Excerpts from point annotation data
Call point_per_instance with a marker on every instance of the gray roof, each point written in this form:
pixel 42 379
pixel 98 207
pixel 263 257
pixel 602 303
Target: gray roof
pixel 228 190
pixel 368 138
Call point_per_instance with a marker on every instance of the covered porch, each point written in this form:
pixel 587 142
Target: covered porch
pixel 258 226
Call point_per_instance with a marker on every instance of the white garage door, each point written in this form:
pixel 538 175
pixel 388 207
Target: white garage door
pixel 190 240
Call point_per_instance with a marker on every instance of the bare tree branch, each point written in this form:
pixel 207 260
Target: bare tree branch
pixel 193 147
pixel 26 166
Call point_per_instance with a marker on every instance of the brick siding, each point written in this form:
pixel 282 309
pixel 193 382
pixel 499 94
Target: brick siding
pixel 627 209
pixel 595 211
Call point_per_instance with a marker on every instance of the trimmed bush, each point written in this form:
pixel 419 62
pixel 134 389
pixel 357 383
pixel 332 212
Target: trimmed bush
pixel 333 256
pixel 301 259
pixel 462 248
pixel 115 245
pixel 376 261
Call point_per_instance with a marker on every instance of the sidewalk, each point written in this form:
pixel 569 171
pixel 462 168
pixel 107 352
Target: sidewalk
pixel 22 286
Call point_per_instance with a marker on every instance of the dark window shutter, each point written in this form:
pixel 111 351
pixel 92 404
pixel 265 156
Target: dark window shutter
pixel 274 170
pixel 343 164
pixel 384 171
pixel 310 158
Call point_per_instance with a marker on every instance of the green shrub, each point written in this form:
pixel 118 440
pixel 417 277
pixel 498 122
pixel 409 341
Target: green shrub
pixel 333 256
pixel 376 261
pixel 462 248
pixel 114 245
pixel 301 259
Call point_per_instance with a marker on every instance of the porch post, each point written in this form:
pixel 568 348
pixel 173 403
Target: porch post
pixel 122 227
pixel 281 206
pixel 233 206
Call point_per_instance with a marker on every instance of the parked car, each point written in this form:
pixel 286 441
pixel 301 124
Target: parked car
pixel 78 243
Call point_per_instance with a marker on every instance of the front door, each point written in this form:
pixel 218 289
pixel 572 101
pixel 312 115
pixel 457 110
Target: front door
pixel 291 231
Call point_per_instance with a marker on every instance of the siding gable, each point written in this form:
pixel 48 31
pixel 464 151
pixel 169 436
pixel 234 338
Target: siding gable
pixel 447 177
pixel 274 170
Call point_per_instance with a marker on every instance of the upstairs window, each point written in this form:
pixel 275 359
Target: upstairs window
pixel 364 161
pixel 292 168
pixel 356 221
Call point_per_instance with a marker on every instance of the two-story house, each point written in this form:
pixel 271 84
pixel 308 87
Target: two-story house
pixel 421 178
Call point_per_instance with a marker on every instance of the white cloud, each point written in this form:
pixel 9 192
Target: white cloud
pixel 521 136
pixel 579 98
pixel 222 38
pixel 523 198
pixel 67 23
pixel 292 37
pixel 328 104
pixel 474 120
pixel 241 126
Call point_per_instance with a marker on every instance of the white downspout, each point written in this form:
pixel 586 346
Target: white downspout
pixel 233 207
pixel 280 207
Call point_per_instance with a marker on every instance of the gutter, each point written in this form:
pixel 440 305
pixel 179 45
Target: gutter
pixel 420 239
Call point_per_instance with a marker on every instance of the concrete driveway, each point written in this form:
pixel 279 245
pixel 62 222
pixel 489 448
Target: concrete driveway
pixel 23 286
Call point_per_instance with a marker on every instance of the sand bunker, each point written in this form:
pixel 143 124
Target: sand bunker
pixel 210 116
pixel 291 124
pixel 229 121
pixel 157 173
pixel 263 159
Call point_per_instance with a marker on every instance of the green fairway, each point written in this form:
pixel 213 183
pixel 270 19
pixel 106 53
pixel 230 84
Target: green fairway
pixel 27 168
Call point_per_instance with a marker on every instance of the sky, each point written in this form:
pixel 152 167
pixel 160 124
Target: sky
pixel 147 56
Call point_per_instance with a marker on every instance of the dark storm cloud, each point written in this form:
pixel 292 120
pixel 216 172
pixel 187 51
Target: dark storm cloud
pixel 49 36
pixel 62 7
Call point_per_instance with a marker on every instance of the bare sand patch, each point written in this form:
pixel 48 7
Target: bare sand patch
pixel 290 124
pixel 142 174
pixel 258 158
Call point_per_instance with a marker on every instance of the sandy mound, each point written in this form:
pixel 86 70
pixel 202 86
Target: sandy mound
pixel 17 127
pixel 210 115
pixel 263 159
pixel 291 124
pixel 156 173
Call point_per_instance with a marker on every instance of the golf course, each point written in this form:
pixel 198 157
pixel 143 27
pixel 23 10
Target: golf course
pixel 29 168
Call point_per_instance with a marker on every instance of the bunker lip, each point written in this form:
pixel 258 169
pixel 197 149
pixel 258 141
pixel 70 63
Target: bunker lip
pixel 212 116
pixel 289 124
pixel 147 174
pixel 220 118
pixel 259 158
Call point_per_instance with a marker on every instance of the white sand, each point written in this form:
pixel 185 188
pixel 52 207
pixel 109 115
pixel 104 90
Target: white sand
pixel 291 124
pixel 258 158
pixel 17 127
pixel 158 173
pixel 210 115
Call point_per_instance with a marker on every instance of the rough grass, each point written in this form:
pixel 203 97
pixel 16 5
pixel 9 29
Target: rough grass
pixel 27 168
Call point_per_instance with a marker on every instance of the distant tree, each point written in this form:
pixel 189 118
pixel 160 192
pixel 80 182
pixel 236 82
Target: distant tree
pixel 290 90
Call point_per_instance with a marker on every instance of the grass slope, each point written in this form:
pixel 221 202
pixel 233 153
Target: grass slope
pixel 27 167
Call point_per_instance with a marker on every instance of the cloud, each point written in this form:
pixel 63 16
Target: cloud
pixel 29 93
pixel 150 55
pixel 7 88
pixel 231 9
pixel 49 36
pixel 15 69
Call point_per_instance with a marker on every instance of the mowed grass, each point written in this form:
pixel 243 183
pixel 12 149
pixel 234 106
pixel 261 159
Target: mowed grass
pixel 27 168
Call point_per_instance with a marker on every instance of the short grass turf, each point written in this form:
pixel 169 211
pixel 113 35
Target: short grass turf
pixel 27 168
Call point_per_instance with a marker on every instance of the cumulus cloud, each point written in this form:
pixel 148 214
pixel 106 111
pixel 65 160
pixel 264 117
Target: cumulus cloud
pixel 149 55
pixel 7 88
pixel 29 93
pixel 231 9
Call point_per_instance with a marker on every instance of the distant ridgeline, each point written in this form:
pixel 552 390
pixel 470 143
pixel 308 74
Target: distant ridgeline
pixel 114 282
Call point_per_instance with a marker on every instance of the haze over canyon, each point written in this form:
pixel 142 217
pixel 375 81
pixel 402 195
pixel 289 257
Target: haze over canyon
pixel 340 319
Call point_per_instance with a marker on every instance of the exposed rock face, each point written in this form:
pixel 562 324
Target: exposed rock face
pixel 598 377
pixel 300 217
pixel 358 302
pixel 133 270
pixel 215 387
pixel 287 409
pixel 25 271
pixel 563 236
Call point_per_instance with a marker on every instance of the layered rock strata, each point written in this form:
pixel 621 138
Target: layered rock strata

# [What you are asked to do]
Render the records above as a Markdown table with two columns, Row and Line, giving each non-blank line of the records its own numbered row.

# [Expected answer]
| Row | Line |
|---|---|
| 1 | Call point_per_instance with a marker on every instance of the gray roof, each point written in this form: |
| 2 | pixel 42 379 |
| 3 | pixel 98 207 |
| 4 | pixel 263 257 |
| 5 | pixel 602 303 |
| 6 | Target: gray roof |
| 7 | pixel 228 190 |
| 8 | pixel 368 138 |
| 9 | Call point_per_instance with a marker on every instance of the covered porch, each point written in this form: |
| 10 | pixel 587 142 |
| 11 | Target: covered porch |
| 12 | pixel 258 226 |
| 13 | Call point_per_instance with a marker on every instance of the white garage door, each point written in this form: |
| 14 | pixel 538 175 |
| 15 | pixel 388 207 |
| 16 | Target: white garage door |
| 17 | pixel 190 240 |
| 18 | Call point_per_instance with a marker on every instance of the bare tree branch, each point written in this form: |
| 19 | pixel 207 260 |
| 20 | Target: bare tree branch |
| 21 | pixel 193 147 |
| 22 | pixel 26 166 |
| 23 | Call point_per_instance with a marker on every instance of the brick siding, each point written in this form: |
| 24 | pixel 282 309 |
| 25 | pixel 193 382 |
| 26 | pixel 499 94 |
| 27 | Target: brick siding |
| 28 | pixel 627 209 |
| 29 | pixel 595 211 |
| 30 | Call point_per_instance with a marker on every instance of the trimmed bush, each point written in this form: |
| 31 | pixel 419 62 |
| 32 | pixel 134 389 |
| 33 | pixel 357 383 |
| 34 | pixel 332 212 |
| 35 | Target: trimmed bush |
| 36 | pixel 333 256 |
| 37 | pixel 301 259 |
| 38 | pixel 462 248 |
| 39 | pixel 115 245 |
| 40 | pixel 376 261 |
| 41 | Call point_per_instance with a marker on every instance of the sidewalk, each point written in this form: |
| 42 | pixel 569 171 |
| 43 | pixel 462 168 |
| 44 | pixel 107 352 |
| 45 | Target: sidewalk |
| 46 | pixel 22 286 |
| 47 | Call point_per_instance with a marker on every instance of the dark window shutter, each point written in this form: |
| 48 | pixel 111 351 |
| 49 | pixel 92 404 |
| 50 | pixel 265 156 |
| 51 | Target: dark window shutter |
| 52 | pixel 274 170 |
| 53 | pixel 343 164 |
| 54 | pixel 384 171 |
| 55 | pixel 310 158 |
| 56 | Call point_per_instance with a marker on every instance of the green shrub, each point written in this form: |
| 57 | pixel 118 440 |
| 58 | pixel 417 277 |
| 59 | pixel 498 122 |
| 60 | pixel 409 341 |
| 61 | Target: green shrub |
| 62 | pixel 333 256 |
| 63 | pixel 376 261 |
| 64 | pixel 462 248 |
| 65 | pixel 114 245 |
| 66 | pixel 301 259 |
| 67 | Call point_per_instance with a marker on every instance of the porch post, each point written in this form: |
| 68 | pixel 568 348 |
| 69 | pixel 173 403 |
| 70 | Target: porch post |
| 71 | pixel 122 227 |
| 72 | pixel 281 206 |
| 73 | pixel 233 206 |
| 74 | Call point_per_instance with a marker on every instance of the parked car, each point written in this form: |
| 75 | pixel 286 441 |
| 76 | pixel 301 124 |
| 77 | Target: parked car |
| 78 | pixel 78 243 |
| 79 | Call point_per_instance with a marker on every instance of the front door, each point written in this form: |
| 80 | pixel 218 289 |
| 81 | pixel 572 101 |
| 82 | pixel 312 115 |
| 83 | pixel 457 110 |
| 84 | Target: front door |
| 85 | pixel 291 231 |
| 86 | Call point_per_instance with a marker on every instance of the siding gable, each point written in this form: |
| 87 | pixel 48 31 |
| 88 | pixel 464 151 |
| 89 | pixel 169 436 |
| 90 | pixel 234 338 |
| 91 | Target: siding gable |
| 92 | pixel 447 177 |
| 93 | pixel 274 170 |
| 94 | Call point_per_instance with a marker on every instance of the upstairs window, each point written in this form: |
| 95 | pixel 275 359 |
| 96 | Target: upstairs window |
| 97 | pixel 364 161 |
| 98 | pixel 292 168 |
| 99 | pixel 356 221 |
| 100 | Call point_per_instance with a marker on every instance of the two-story house, each point written in this form: |
| 101 | pixel 271 84 |
| 102 | pixel 308 87 |
| 103 | Target: two-story house |
| 104 | pixel 421 178 |
| 105 | Call point_per_instance with a marker on every instance of the white cloud, each point written in this form: |
| 106 | pixel 9 192 |
| 107 | Target: white cloud |
| 108 | pixel 521 136 |
| 109 | pixel 579 98 |
| 110 | pixel 222 38 |
| 111 | pixel 523 198 |
| 112 | pixel 67 23 |
| 113 | pixel 292 37 |
| 114 | pixel 328 104 |
| 115 | pixel 474 120 |
| 116 | pixel 241 126 |
| 117 | Call point_per_instance with a marker on every instance of the white downspout, each point written in this form: |
| 118 | pixel 586 346 |
| 119 | Target: white downspout |
| 120 | pixel 233 207 |
| 121 | pixel 280 207 |
| 122 | Call point_per_instance with a marker on every instance of the gutter, each point written in this form: |
| 123 | pixel 440 305 |
| 124 | pixel 179 45 |
| 125 | Target: gutter |
| 126 | pixel 420 239 |
| 127 | Call point_per_instance with a marker on every instance of the concrete driveway, each point written in this form: |
| 128 | pixel 279 245 |
| 129 | pixel 62 222 |
| 130 | pixel 489 448 |
| 131 | Target: concrete driveway |
| 132 | pixel 23 286 |
| 133 | Call point_per_instance with a marker on every instance of the sand bunker, each point written in this form: |
| 134 | pixel 143 124 |
| 135 | Target: sand bunker |
| 136 | pixel 210 116 |
| 137 | pixel 291 124 |
| 138 | pixel 229 121 |
| 139 | pixel 157 173 |
| 140 | pixel 263 159 |
| 141 | Call point_per_instance with a marker on every instance of the green fairway, each point written in this form: |
| 142 | pixel 213 183 |
| 143 | pixel 270 19 |
| 144 | pixel 106 53 |
| 145 | pixel 230 84 |
| 146 | Target: green fairway |
| 147 | pixel 27 168 |
| 148 | Call point_per_instance with a marker on every instance of the sky, each point written in this form: |
| 149 | pixel 152 167 |
| 150 | pixel 160 124 |
| 151 | Target: sky |
| 152 | pixel 147 56 |
| 153 | Call point_per_instance with a marker on every instance of the dark storm cloud, each point written in this form: |
| 154 | pixel 292 120 |
| 155 | pixel 216 172 |
| 156 | pixel 187 51 |
| 157 | Target: dark storm cloud |
| 158 | pixel 49 36 |
| 159 | pixel 62 7 |
| 160 | Call point_per_instance with a marker on every instance of the bare sand patch, each point written in this form: |
| 161 | pixel 48 7 |
| 162 | Target: bare sand patch |
| 163 | pixel 290 124 |
| 164 | pixel 142 174 |
| 165 | pixel 258 158 |
| 166 | Call point_per_instance with a marker on every instance of the sandy mound, each point written in this form: |
| 167 | pixel 86 70 |
| 168 | pixel 202 86 |
| 169 | Target: sandy mound |
| 170 | pixel 17 127 |
| 171 | pixel 210 115 |
| 172 | pixel 263 159 |
| 173 | pixel 291 124 |
| 174 | pixel 156 173 |
| 175 | Call point_per_instance with a marker on every instance of the golf course, each point written in this form: |
| 176 | pixel 198 157 |
| 177 | pixel 143 27 |
| 178 | pixel 23 10 |
| 179 | Target: golf course |
| 180 | pixel 29 168 |
| 181 | Call point_per_instance with a marker on every instance of the bunker lip, each point written in this form: |
| 182 | pixel 258 169 |
| 183 | pixel 197 149 |
| 184 | pixel 258 141 |
| 185 | pixel 70 63 |
| 186 | Target: bunker lip |
| 187 | pixel 212 116 |
| 188 | pixel 289 124 |
| 189 | pixel 147 174 |
| 190 | pixel 220 118 |
| 191 | pixel 259 158 |
| 192 | Call point_per_instance with a marker on every instance of the white sand, each point written in this form: |
| 193 | pixel 185 188 |
| 194 | pixel 52 207 |
| 195 | pixel 109 115 |
| 196 | pixel 104 90 |
| 197 | Target: white sand |
| 198 | pixel 291 124 |
| 199 | pixel 258 158 |
| 200 | pixel 17 127 |
| 201 | pixel 158 173 |
| 202 | pixel 210 115 |
| 203 | Call point_per_instance with a marker on every instance of the rough grass, each point written in this form: |
| 204 | pixel 203 97 |
| 205 | pixel 16 5 |
| 206 | pixel 9 29 |
| 207 | Target: rough grass |
| 208 | pixel 27 168 |
| 209 | Call point_per_instance with a marker on every instance of the distant tree, each point written in this form: |
| 210 | pixel 189 118 |
| 211 | pixel 160 192 |
| 212 | pixel 80 182 |
| 213 | pixel 236 82 |
| 214 | Target: distant tree |
| 215 | pixel 290 90 |
| 216 | Call point_per_instance with a marker on every instance of the grass slope, each point written in this form: |
| 217 | pixel 221 202 |
| 218 | pixel 233 153 |
| 219 | Target: grass slope |
| 220 | pixel 27 167 |
| 221 | Call point_per_instance with a marker on every instance of the cloud, each point written in this form: |
| 222 | pixel 63 16 |
| 223 | Target: cloud |
| 224 | pixel 29 93 |
| 225 | pixel 150 55 |
| 226 | pixel 7 88 |
| 227 | pixel 231 9 |
| 228 | pixel 49 36 |
| 229 | pixel 15 69 |
| 230 | Call point_per_instance with a marker on every instance of the mowed grass, each point written in this form: |
| 231 | pixel 243 183 |
| 232 | pixel 12 149 |
| 233 | pixel 234 106 |
| 234 | pixel 261 159 |
| 235 | Target: mowed grass |
| 236 | pixel 27 168 |
| 237 | Call point_per_instance with a marker on every instance of the short grass turf, each point written in this form: |
| 238 | pixel 169 211 |
| 239 | pixel 113 35 |
| 240 | Target: short grass turf |
| 241 | pixel 27 168 |
| 242 | Call point_per_instance with a marker on every instance of the cumulus cloud, each point written in this form: |
| 243 | pixel 148 214 |
| 244 | pixel 106 111 |
| 245 | pixel 65 160 |
| 246 | pixel 264 117 |
| 247 | Target: cumulus cloud |
| 248 | pixel 149 55 |
| 249 | pixel 7 88 |
| 250 | pixel 29 93 |
| 251 | pixel 231 9 |
| 252 | Call point_per_instance with a marker on every instance of the distant ridgeline, each point written in this form: |
| 253 | pixel 552 390 |
| 254 | pixel 470 143 |
| 255 | pixel 308 74 |
| 256 | Target: distant ridgeline |
| 257 | pixel 114 282 |
| 258 | Call point_per_instance with a marker on every instance of the haze over canyon, each point written in this form: |
| 259 | pixel 142 217 |
| 260 | pixel 375 81 |
| 261 | pixel 402 195 |
| 262 | pixel 289 257 |
| 263 | Target: haze over canyon |
| 264 | pixel 340 319 |
| 265 | Call point_per_instance with a marker on every instance of the exposed rock face, each point written in this form: |
| 266 | pixel 562 324 |
| 267 | Target: exposed rock face |
| 268 | pixel 598 377 |
| 269 | pixel 300 217 |
| 270 | pixel 358 302 |
| 271 | pixel 133 270 |
| 272 | pixel 215 387 |
| 273 | pixel 287 409 |
| 274 | pixel 25 271 |
| 275 | pixel 563 236 |
| 276 | Call point_per_instance with a marker on every instance of the layered rock strata, each point written in this form: |
| 277 | pixel 621 138 |
| 278 | Target: layered rock strata |